**TEXT SHOWN:**

────────────────────

Capital Markets
Nairobi bourse stocks defy virus to gain Sh264bn in a month
Thursday, May 7, 2020 7:36
By OTIATO GUGUYU
Investors at the Nairobi Securities Exchange #ticker:NSE (NSE) have gained Sh264.5 billion over the past month, cutting the coronavirus-driven losses amid an economic shock that towers over the financial crisis a decade ago.
The Nairobi bourse notched up healthy gains in recent days as investors sought to buy stocks at a bargain, hoping for outsized capital gains when the stock market recovers.
The value of all the stocks on the Nairobi bourse stood at Sh2.265 trillion Wednesday compared to Sh2 trillion in April, but remains below the Sh2.6 trillion peak of January 10.
Safaricom #ticker:SCOM , KCB Group #ticker:KCB, Equity Group #ticker:EQTY and East African Breweries Limited #ticker:EABL (EABL) accounted for about 82.4 percent of the paper wealth gain over the period, underlining the impact of the four counters in shaping the performance of the NSE.
The four had also accounted for about 72 percent of the paper wealth erosion when the bourse hit its lowest level in mid-March as the spread of the coronavirus and other economic headwinds sparked an exit of foreign investors.
Dealers reckon that demand from local shareholders, especially high-net worth investors, is behind the rally happening in the backdrop of grim performances of national economies.
The start of the dividend paying season has also triggered demand for stocks at blue chip firms that make up the NSE 20-Share Index and set to distribute Sh102.9 billion to shareholders in coming weeks.
“The rally can be partly attributed to Safaricom, which has seen a spike in foreign investor interest. While foreign investors were selling banking stocks, local investors have been buying,” Churchill Ogutu Senior Research Analyst at Genghis Capital said.
The Safaricom share rose yesterday to Sh30.45 a share from Sh26.50 on April 8, adding Sh158 billion to the wealth of the telco’s owners over the past month to Sh1.219 trillion or more than half of the NSE’s value.
This emerged in a period when Safaricom’s net profit jumped 19.5 percent in the year ended March to Sh74.7 billion.
“Banking counters have been solid and we saw a counter like EABL dip significantly, which offered a buying opportunity for investors. So investors are looking at post-Covid 19, while some companies will struggle some companies will still ride the wave,” Mr Musau said.
Restrictions imposed to curb the spread of the virus like the nationwide dusk-to-dawn curfew and the ban on public gatherings has hit consumer spending, and subsequently company sales and profits.
The latest dividend payouts from the blue chips firms showed an increase of 8.6 percent on the Sh94.8 billion the companies paid in 2018, signalling that their boards and managements are confident that they have adequate cash to navigate the crisis.

────────────────────

**YOUR INSTRUCTIONS:**
Render this sentence from the article on Nairobi bourse stocks in Spanish: "This emerged in a period when Safaricom's net profit jumped 19.5 percent in the year ended March to Sh74.7 billion."

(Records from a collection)
────────────────────

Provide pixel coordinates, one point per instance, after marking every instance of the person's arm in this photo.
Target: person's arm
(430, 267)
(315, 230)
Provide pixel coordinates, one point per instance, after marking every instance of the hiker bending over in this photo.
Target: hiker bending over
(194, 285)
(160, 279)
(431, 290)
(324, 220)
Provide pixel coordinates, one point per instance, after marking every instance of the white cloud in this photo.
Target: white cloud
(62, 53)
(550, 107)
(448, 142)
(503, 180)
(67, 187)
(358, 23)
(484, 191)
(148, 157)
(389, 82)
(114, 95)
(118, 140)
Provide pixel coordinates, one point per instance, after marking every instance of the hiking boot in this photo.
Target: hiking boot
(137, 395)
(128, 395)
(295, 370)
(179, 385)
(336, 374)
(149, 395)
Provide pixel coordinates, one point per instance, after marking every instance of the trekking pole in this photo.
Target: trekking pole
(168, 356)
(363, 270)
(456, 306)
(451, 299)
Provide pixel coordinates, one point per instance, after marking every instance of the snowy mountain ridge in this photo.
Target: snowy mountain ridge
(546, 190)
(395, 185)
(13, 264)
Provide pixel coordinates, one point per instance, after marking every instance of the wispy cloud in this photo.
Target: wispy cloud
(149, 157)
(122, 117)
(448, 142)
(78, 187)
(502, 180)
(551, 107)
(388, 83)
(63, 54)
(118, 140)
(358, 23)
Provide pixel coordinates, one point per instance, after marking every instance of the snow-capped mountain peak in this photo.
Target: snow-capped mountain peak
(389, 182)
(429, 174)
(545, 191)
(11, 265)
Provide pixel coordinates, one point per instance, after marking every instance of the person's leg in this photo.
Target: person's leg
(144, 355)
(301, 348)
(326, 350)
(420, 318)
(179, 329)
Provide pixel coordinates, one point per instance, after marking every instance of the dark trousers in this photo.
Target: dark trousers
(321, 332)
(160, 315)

────────────────────

**ANSWER BOX:**
Esto surgió en un período en el que el beneficio neto de Safaricom subió un 19,5 por ciento en el año concluido en marzo, hasta Sh74.700 millones.